_Supplied text:_
══════════════════════════════

Title: Investors hope psychedelics are the new cannabis. Are they high?
“In January atai Life Sciences, the German biotech company he founded last year, acquired a majority stake in Perception Neuroscience, a biopharmaceutical firm from New York which is developing a medication for pyschiatric conditions like depression from the drug…”
“In particular, backers think, psychedelic drugs could be used to treat mental-health disorders like depression, anxiety and addiction. In April Imperial College London, inaugurated the first research centre dedicated to psychedelics research. Last month Johns Hopkins University in Baltimore launched America’s first such scientific outfit.”
“The market for antidepressants is dispiritingly large. Over 300m people worldwide suffer from depression. A report last year by the Lancet Commission, a body of experts, estimated that mental-health disorders could cost the global economy $16trn by 2030. Sales of antidepressants were $14bn in 2017…”
“Field Trip Ventures, a Canadian startup, plans to open speciality clinics where they could be administered (and clinical trials conducted).”
It is great that The Economist is talking about the investment here and why it’s happening (decriminalisation and research into the effectiveness).
Title: When should an Effective Altruist be vegetarian?
In this post, another EA-aligned person talks about her considerations of being (or not) vegetarian, and if this has any value/impact on the world.
The first part of the posts focusses on how helping animals (i.e. not eating meat) is not effective (and this you shouldn’t do it?). I don’t really get the analogy, since if I change my behaviour at no cost (you can cook good food with veggies, the costs are not much higher/cheaper if you plan accordingly).

══════════════════════════════

_Data extracts:_
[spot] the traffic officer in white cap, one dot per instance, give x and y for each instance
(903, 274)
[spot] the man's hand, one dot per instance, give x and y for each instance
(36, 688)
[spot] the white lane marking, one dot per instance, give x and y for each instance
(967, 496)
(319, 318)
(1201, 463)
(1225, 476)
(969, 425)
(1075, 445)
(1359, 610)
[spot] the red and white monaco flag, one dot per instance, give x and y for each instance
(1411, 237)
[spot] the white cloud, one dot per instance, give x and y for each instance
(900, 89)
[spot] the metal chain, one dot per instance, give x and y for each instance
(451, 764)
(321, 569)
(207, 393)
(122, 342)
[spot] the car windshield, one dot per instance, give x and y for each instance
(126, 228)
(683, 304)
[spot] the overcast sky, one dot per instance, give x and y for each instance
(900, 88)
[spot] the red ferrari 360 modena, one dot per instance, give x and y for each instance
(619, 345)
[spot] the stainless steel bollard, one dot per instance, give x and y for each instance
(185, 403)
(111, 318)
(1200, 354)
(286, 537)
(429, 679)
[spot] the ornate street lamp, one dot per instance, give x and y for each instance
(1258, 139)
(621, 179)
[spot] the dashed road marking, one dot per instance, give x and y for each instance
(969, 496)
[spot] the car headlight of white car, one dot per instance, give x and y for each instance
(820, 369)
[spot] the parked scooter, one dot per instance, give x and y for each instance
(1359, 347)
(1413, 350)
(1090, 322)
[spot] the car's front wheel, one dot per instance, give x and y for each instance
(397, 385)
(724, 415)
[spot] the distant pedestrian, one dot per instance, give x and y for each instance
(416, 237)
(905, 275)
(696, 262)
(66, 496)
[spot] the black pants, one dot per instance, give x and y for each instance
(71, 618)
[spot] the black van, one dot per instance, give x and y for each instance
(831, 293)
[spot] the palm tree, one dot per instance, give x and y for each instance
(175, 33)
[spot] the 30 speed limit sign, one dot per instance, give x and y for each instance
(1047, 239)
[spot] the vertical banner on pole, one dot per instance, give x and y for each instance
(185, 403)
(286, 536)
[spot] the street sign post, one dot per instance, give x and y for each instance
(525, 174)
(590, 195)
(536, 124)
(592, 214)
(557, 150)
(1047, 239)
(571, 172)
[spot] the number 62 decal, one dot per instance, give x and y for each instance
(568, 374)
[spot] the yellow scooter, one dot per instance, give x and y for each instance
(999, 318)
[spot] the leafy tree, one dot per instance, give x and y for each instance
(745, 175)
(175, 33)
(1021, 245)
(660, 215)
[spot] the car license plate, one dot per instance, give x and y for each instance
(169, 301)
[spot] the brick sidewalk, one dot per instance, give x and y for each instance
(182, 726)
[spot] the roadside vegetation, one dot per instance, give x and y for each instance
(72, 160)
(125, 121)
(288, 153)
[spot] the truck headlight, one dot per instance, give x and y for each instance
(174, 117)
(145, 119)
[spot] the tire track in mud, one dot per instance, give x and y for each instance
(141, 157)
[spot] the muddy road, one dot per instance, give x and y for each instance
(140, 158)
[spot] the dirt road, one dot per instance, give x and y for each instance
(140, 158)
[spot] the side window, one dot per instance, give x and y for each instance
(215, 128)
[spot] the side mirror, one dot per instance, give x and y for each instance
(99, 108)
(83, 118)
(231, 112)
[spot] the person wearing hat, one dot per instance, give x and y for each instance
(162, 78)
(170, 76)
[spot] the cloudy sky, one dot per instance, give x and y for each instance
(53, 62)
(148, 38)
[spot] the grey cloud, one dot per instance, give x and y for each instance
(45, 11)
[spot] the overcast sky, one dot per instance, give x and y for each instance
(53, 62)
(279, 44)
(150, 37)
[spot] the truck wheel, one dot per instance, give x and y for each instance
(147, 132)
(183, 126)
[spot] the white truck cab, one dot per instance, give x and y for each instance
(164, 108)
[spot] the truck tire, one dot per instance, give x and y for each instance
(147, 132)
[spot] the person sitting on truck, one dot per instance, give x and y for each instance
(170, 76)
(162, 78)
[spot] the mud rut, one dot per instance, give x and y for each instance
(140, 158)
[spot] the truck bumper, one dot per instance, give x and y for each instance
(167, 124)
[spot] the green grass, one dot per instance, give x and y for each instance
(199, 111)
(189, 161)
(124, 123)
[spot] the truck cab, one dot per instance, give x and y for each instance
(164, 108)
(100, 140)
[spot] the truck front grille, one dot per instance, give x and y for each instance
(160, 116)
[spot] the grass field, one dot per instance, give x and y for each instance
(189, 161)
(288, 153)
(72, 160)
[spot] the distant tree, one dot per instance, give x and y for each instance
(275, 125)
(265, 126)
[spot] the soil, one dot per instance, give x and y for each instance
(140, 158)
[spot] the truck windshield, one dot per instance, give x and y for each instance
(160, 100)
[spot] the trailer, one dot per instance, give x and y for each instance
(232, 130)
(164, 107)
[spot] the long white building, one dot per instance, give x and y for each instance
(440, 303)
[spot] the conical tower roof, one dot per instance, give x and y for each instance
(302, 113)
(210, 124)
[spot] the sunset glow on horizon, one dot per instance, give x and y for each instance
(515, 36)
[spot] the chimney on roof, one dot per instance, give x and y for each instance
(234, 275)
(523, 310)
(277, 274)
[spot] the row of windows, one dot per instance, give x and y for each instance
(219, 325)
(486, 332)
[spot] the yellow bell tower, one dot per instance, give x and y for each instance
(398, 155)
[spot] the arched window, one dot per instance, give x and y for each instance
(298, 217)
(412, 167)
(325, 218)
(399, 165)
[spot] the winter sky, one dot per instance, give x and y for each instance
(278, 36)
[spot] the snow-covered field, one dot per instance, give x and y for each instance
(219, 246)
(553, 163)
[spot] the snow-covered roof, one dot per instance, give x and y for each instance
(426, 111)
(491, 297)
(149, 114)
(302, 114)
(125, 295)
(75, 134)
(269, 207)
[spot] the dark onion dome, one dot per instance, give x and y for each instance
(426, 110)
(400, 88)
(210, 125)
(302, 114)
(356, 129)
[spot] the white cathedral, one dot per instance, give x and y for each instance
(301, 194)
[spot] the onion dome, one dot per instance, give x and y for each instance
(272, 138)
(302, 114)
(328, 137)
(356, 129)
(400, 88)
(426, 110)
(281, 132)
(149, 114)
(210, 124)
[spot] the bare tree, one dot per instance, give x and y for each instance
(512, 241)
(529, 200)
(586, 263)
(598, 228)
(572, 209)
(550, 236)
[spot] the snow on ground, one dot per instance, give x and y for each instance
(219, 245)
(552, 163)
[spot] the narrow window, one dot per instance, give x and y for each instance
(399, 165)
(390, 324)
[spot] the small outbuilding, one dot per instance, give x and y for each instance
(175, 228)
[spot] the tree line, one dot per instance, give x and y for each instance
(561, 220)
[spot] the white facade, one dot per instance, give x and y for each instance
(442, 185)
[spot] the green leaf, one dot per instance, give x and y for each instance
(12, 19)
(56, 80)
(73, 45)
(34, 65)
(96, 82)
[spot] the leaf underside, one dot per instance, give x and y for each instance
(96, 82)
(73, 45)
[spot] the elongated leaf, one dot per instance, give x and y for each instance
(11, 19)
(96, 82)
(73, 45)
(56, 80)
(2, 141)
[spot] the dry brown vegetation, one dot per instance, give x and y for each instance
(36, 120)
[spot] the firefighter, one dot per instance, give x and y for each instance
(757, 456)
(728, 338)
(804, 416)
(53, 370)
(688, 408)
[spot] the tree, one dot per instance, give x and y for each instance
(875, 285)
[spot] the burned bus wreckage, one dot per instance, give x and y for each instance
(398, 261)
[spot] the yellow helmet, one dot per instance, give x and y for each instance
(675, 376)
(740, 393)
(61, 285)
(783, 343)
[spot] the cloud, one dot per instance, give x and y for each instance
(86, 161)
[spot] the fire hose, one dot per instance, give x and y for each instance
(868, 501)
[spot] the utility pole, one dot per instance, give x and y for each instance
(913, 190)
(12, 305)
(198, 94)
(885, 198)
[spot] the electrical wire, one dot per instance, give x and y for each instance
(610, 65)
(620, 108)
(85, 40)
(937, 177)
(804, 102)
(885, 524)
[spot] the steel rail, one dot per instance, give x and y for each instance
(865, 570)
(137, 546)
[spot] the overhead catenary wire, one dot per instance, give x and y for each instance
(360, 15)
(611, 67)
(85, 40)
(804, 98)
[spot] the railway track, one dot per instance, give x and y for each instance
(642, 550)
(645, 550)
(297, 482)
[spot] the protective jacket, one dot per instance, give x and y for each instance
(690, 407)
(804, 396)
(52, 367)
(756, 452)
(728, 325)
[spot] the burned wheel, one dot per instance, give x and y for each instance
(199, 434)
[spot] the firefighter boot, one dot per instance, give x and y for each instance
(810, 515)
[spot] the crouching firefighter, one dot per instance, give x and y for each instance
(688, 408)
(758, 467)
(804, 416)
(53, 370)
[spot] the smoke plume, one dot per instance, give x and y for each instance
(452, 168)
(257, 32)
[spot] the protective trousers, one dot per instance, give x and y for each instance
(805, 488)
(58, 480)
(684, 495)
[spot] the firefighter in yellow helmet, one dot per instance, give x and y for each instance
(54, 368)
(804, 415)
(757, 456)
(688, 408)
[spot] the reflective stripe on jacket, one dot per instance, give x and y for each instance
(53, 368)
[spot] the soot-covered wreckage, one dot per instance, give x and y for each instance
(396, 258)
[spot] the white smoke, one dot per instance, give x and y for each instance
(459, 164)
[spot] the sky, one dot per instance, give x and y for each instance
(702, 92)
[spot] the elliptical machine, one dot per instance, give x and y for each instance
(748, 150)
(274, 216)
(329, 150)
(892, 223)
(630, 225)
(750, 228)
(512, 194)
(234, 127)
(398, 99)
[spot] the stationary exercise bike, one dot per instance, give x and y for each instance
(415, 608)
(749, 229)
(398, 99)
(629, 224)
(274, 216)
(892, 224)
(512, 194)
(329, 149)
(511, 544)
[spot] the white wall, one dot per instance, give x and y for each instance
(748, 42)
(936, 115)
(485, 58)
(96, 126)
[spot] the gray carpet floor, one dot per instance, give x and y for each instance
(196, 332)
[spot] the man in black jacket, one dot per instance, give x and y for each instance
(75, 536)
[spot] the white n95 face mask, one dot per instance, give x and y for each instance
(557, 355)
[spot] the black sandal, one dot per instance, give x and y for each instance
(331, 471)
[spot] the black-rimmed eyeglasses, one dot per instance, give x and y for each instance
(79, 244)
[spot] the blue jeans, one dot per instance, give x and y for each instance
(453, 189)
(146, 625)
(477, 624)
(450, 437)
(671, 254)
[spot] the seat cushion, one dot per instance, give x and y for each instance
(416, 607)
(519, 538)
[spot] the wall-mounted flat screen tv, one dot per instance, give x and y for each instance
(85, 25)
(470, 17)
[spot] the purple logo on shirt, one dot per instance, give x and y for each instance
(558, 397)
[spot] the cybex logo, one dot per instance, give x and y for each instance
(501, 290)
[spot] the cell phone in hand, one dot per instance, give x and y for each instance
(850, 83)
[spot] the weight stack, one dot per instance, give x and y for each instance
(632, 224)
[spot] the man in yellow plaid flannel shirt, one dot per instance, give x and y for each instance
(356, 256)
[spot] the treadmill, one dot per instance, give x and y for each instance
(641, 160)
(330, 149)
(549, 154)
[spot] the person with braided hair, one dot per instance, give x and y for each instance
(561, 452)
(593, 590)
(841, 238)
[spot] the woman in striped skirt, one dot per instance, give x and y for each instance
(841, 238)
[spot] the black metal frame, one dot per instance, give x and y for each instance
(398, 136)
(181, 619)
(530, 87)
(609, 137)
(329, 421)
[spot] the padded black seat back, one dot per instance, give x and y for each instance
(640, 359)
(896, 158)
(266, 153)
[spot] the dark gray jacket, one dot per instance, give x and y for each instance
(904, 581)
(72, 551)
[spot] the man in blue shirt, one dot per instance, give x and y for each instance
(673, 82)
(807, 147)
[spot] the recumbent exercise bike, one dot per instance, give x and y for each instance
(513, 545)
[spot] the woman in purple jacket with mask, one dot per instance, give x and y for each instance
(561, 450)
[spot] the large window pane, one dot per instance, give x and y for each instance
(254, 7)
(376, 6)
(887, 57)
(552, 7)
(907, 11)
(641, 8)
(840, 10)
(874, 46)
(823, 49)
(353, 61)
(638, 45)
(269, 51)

══════════════════════════════

Can you repeat the supplied text from "In this post, another" up to and including "you plan accordingly).", swapping "veggies" for "vegetables"?

_Response area:_
In this post, another EA-aligned person talks about her considerations of being (or not) vegetarian, and if this has any value/impact on the world.
The first part of the posts focusses on how helping animals (i.e. not eating meat) is not effective (and this you shouldn’t do it?). I don’t really get the analogy, since if I change my behaviour at no cost (you can cook good food with vegetables, the costs are not much higher/cheaper if you plan accordingly).